## About this exercise
Output the data below exactly, without images.

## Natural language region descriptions

/---

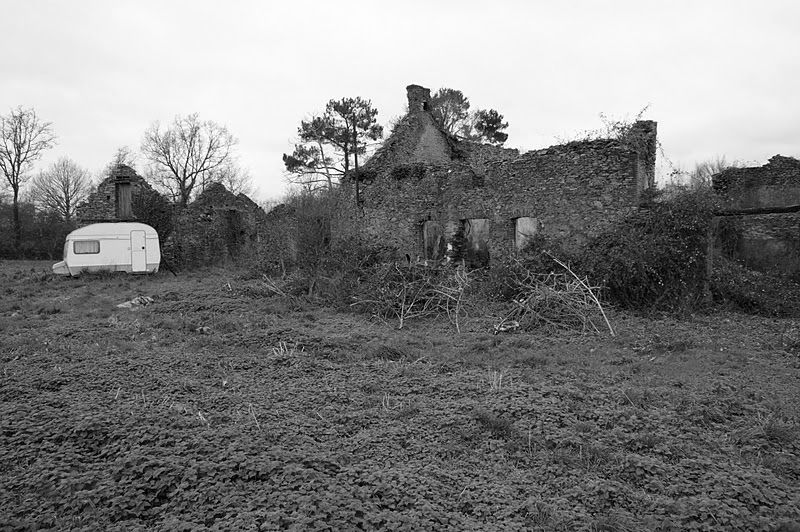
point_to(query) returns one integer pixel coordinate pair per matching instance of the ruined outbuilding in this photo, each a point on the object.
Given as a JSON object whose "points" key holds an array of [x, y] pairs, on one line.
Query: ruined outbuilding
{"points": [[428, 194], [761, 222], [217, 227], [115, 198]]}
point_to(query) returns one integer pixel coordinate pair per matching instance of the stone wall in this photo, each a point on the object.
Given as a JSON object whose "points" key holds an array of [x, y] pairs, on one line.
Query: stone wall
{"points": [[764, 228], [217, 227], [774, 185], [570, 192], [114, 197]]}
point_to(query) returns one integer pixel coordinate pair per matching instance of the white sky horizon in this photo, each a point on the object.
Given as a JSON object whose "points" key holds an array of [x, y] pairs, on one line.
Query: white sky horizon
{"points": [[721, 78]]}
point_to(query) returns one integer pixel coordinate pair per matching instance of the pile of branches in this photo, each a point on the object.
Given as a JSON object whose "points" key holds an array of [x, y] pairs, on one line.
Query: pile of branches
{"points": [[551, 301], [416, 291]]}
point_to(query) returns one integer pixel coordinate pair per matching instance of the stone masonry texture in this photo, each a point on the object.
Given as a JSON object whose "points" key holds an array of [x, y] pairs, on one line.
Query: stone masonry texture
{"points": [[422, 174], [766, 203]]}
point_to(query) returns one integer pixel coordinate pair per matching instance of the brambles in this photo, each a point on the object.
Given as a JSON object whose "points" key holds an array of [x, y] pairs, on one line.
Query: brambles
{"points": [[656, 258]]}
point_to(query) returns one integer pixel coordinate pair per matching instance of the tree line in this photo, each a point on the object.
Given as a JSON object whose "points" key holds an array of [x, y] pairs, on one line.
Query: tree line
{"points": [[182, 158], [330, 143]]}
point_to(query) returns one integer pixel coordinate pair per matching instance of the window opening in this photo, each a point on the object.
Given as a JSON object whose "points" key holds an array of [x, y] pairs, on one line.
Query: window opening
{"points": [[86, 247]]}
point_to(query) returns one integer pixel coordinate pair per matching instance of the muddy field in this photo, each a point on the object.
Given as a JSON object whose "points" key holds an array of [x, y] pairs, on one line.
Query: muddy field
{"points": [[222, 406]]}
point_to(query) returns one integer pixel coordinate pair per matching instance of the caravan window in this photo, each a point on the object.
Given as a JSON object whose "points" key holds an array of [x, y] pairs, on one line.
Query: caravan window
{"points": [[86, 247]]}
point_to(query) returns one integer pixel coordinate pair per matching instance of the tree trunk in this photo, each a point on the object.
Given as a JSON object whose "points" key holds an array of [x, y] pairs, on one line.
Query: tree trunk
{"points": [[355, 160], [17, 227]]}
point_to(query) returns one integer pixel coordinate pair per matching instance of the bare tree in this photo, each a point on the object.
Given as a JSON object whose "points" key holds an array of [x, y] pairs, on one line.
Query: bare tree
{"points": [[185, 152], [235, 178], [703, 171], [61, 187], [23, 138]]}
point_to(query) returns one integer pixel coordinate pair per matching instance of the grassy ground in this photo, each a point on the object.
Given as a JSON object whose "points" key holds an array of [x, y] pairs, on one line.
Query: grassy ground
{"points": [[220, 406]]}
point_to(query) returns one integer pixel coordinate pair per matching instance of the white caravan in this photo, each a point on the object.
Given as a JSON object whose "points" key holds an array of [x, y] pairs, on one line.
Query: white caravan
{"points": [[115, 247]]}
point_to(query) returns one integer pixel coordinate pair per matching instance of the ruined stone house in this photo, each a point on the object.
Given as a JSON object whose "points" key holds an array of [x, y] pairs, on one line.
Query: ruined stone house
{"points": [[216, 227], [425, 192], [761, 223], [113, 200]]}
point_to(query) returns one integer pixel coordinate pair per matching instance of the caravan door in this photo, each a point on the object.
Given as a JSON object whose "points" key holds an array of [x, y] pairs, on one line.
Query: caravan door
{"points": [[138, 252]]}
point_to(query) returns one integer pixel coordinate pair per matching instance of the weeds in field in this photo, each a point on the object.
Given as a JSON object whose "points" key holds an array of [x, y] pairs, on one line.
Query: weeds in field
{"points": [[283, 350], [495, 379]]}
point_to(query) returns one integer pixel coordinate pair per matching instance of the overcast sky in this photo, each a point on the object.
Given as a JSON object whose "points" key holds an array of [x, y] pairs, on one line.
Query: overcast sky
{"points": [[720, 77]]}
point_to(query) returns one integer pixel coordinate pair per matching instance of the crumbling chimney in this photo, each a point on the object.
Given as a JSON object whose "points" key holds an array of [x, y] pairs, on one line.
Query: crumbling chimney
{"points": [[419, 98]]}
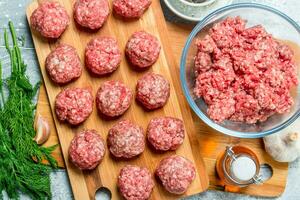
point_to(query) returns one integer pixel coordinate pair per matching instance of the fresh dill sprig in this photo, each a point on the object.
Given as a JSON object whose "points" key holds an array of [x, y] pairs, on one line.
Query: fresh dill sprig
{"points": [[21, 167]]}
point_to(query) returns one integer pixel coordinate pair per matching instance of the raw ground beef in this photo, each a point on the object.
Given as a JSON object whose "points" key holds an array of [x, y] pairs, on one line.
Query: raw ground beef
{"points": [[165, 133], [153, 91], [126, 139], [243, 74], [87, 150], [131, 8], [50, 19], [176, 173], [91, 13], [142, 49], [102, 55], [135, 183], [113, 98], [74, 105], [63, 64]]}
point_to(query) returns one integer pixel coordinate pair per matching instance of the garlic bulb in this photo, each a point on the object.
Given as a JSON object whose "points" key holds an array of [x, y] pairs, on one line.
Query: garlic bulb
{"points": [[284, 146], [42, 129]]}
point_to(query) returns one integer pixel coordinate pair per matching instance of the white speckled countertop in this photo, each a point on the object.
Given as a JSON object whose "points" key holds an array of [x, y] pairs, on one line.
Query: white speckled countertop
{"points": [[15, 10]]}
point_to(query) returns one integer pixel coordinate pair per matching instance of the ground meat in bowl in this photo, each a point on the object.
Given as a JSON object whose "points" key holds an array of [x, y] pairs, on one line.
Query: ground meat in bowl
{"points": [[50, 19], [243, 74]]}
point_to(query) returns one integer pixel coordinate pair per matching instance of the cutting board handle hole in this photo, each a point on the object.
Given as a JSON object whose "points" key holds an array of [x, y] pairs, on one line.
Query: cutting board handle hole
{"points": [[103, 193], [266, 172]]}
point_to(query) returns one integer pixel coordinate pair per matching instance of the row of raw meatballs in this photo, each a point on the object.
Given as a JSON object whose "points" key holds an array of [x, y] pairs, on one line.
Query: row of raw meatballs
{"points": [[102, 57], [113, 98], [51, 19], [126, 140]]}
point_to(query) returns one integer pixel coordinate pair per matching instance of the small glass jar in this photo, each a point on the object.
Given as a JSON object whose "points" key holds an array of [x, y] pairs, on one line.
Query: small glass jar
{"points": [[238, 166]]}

\---

## Answer for this exercise
point_to(query) returns one integer pixel coordinate pair per matching instance of the ruined outbuilding in this photo, each a point on the object.
Given as a JSON object whose "points" key holds an array of [x, y] pairs, on one line.
Query: ruined outbuilding
{"points": [[428, 194], [761, 222], [217, 227], [115, 198]]}
point_to(query) returns one integer pixel coordinate pair per matching instance of the stone wall in this photo, each a point on the object.
Given as a JSON object whose "points" key holds an array of [x, y] pairs, on one line.
Query: stone wall
{"points": [[764, 228], [217, 227], [774, 185], [570, 192], [114, 197]]}
point_to(query) returns one integer pixel coordinate pair per matching instance of the white sky horizon in this photo, each a point on the object.
Given as a JSON object whose "points" key holds an array of [x, y] pairs, on one line.
Query: white sky horizon
{"points": [[721, 78]]}
point_to(query) returns one integer pixel coordinate pair per matching instance of the pile of branches in this photo, each a point on the object.
Given as a JSON object whose "points" key holds an array of [x, y] pairs, on one line.
Query: pile of branches
{"points": [[551, 301], [416, 291]]}
point_to(query) returns one integer pixel coordinate pair per matching instance of the stone masonry texture in this photo, each a point on the object.
Given as a JSON object whose "points" key holds an array of [x, y] pairs, on one line.
Query: stone masonry texture
{"points": [[422, 174], [766, 203]]}
point_to(query) returns one integer pixel coordinate pair per matching instance of the brambles in this photo, each a point on the object.
Given as a JSON object whose "points" key holds an array of [x, y] pairs, on one line.
Query: brambles
{"points": [[656, 258]]}
point_to(query) returns one integer pixel coordinate pair per matching instance of the tree line in this photo, each a point on the object.
Given as a JSON object whose "points" key holds an array of [x, y] pairs, on one line.
Query: tree line
{"points": [[182, 158], [330, 143]]}
point_to(query) returns one integer pixel coordinate pair per matching instance of the window opening in this photo, each a point on the object.
Given as a JSON object whose "points" key holds an array of [x, y] pairs, on one line.
Query: window opening
{"points": [[86, 247]]}
point_to(query) returns one integer pixel coordinate pair per matching instance of the muddy field in this photo, each a point on the object.
Given as a JSON object whose "points" key holds an array of [x, y] pairs, on one line.
Query: muddy field
{"points": [[222, 406]]}
point_to(query) returns one integer pixel coordinate pair per matching instance of the caravan window in this photo, each a point on the object.
Given as a JSON object whose "points" key holds an array of [x, y] pairs, on one line.
Query: caravan window
{"points": [[86, 247]]}
point_to(query) returns one integer pixel coordinate pair per matching instance of the tree trunk in this photo, each a point on the object.
Given as a JSON object whose "points" key holds an array of [x, y] pairs, on one line.
Query: tree trunk
{"points": [[355, 160], [17, 227]]}
point_to(query) returns one integer pixel coordinate pair per matching instance of the bare tree in this photo, each a point on the object.
Given as a JSON object whose "points" key holds an array of [x, y] pairs, on one line.
Query: bare tree
{"points": [[185, 152], [235, 178], [703, 171], [61, 187], [23, 138]]}
point_to(query) returns one integer pixel coordinate pair per matching instance of the grassy ground in this photo, each a point on the object.
Given as a JSON object whose "points" key holds an array of [x, y] pairs, on one line.
Query: grassy ground
{"points": [[220, 406]]}
point_to(query) returns one integer pixel coordinate pair per matching instance of the white caravan in this photo, each a point on the object.
Given as a JSON object whose "points" key holds an array of [x, y] pairs, on one line.
Query: white caravan
{"points": [[115, 247]]}
point_to(query) returns one integer pixel coordinate pair per matching instance of the ruined stone house in this photo, each a point on the object.
Given as a JSON object whose "points" key holds an array of [x, y] pairs, on one line.
Query: ruined stone house
{"points": [[216, 227], [425, 192], [761, 223], [113, 200]]}
point_to(query) returns one integer pixel coordinate pair per matching instance of the caravan door in this photo, each a point on the object.
Given as a JSON object whose "points" key holds an array of [x, y] pairs, on one line.
Query: caravan door
{"points": [[138, 252]]}
point_to(query) returns one integer pixel coordinate pair per matching instance of the weeds in field in this photo, each a point on the object.
Given as a JSON object whose "points" key holds an array of [x, y] pairs, on one line.
Query: weeds in field
{"points": [[283, 350], [495, 379]]}
point_to(query) returns one integer pixel coordinate pair per matching instance of the overcast sky in this photo, each a point on the object.
Given as a JSON object whose "points" key holds an array of [x, y] pairs, on one line.
Query: overcast sky
{"points": [[720, 77]]}
point_to(query) returns one integer pixel coordinate pair per matching instance of the crumbling chimney in this photo, each a point on the object.
Given as a JSON object whose "points" key holds an array of [x, y] pairs, on one line.
Query: crumbling chimney
{"points": [[419, 98]]}
point_to(query) returns one integer pixel coordinate pair per matching instance of the fresh dill sprig in this photo, each a point on the object.
Given as a JSON object whose "points" key holds an array of [x, y] pairs, on one line.
Query: fresh dill sprig
{"points": [[21, 167]]}
point_to(query) returns one integer pixel coordinate pair per matching instance of the raw ground beef in this photo, each a point on the object.
Given as a JSON object whose "points" key holds an array of [x, y] pairs, on one line.
Query: raw ground beef
{"points": [[165, 133], [153, 91], [126, 139], [243, 74], [87, 150], [131, 8], [50, 19], [176, 173], [91, 13], [142, 49], [102, 55], [135, 183], [113, 98], [74, 105], [63, 64]]}
point_to(query) returns one integer pixel coordinate pair per matching instance of the garlic bulb in this photo, each a point on the object.
Given as a JSON object whose "points" key holds an array of [x, y] pairs, on one line.
Query: garlic bulb
{"points": [[284, 146], [42, 129]]}
point_to(query) returns one integer pixel coordinate pair per matching instance of the white speckled countertop in this photo, each a point on the object.
Given as a JSON object whose "points" key holds an array of [x, y] pairs, on one line.
Query: white speckled countertop
{"points": [[15, 10]]}
point_to(query) returns one integer pixel coordinate pair per matching instance of the ground meat in bowl in this photo, each a point on the object.
Given as a JSON object whose "points" key holds an array of [x, y] pairs, on one line.
Query: ground meat in bowl
{"points": [[50, 19], [243, 74]]}
point_to(query) returns one integer pixel coordinate pair per matching instance of the cutting board handle hole in this photo, each a point on the object.
Given as a JSON object whose "points" key holds an array of [x, y] pairs, on one line.
Query: cutting board handle hole
{"points": [[103, 193], [266, 172]]}
point_to(query) returns one integer pixel coordinate pair per matching instance of the row of raw meatballs in this photo, each a point on the object.
Given as a JSON object whose "points" key holds an array of [x, y] pairs, on one line.
Query: row of raw meatballs
{"points": [[102, 57], [113, 98], [51, 19], [126, 140]]}
point_to(query) returns one integer pixel coordinate pair per matching instance of the small glass jar in this photo, each a point on the object.
Given as a JSON object whose "points" key holds an array of [x, y] pairs, on one line.
Query: small glass jar
{"points": [[238, 166]]}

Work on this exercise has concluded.